● Problem to solve: Rewrite every line of the listing below, requests included, and shift each coordinate in the answer paths by adding 101 to it. Leave the numbers in the requests and their sample paths as they are.
######
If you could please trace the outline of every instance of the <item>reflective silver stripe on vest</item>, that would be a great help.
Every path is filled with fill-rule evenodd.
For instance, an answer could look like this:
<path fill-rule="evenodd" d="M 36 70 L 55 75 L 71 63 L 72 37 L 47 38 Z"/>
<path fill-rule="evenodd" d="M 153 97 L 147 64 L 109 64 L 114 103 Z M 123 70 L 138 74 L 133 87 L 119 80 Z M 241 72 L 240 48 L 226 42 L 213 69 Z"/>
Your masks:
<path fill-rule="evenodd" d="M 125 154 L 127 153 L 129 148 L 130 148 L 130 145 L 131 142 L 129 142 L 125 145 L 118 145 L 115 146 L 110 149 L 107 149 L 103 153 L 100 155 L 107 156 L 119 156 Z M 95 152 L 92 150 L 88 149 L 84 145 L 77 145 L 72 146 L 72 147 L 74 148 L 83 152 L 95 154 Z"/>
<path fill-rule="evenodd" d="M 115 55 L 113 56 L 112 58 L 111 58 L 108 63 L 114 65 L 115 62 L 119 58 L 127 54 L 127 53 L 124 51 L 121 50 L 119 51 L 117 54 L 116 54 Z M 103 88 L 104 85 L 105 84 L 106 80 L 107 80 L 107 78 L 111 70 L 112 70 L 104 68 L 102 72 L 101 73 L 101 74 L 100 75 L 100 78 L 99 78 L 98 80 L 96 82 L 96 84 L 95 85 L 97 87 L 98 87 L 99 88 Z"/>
######
● Answer:
If you could please trace the outline of every instance of the <item>reflective silver stripe on vest</item>, that would be a great help.
Every path is filled with fill-rule evenodd.
For instance, an answer could look like this:
<path fill-rule="evenodd" d="M 36 70 L 55 75 L 71 63 L 72 37 L 47 38 Z"/>
<path fill-rule="evenodd" d="M 153 97 L 147 64 L 109 64 L 114 103 Z M 123 70 L 138 74 L 133 87 L 119 80 Z M 241 72 L 240 48 L 226 42 L 213 69 Z"/>
Your masks:
<path fill-rule="evenodd" d="M 226 255 L 228 254 L 230 249 L 231 249 L 231 246 L 232 243 L 230 243 L 226 246 L 219 246 L 216 247 L 211 250 L 208 250 L 204 254 L 201 256 L 208 257 L 220 257 Z M 196 253 L 193 251 L 189 250 L 185 246 L 178 246 L 173 247 L 173 248 L 175 249 L 184 253 L 196 255 Z"/>
<path fill-rule="evenodd" d="M 216 156 L 214 157 L 213 159 L 212 159 L 209 164 L 215 166 L 216 163 L 220 159 L 228 155 L 228 154 L 225 152 L 222 151 L 220 152 L 218 155 L 217 155 Z M 204 189 L 205 186 L 206 185 L 207 181 L 208 181 L 208 179 L 212 171 L 213 171 L 205 169 L 203 173 L 202 174 L 202 175 L 201 176 L 201 179 L 200 179 L 199 181 L 197 183 L 197 185 L 196 186 L 198 188 L 199 188 L 200 189 Z"/>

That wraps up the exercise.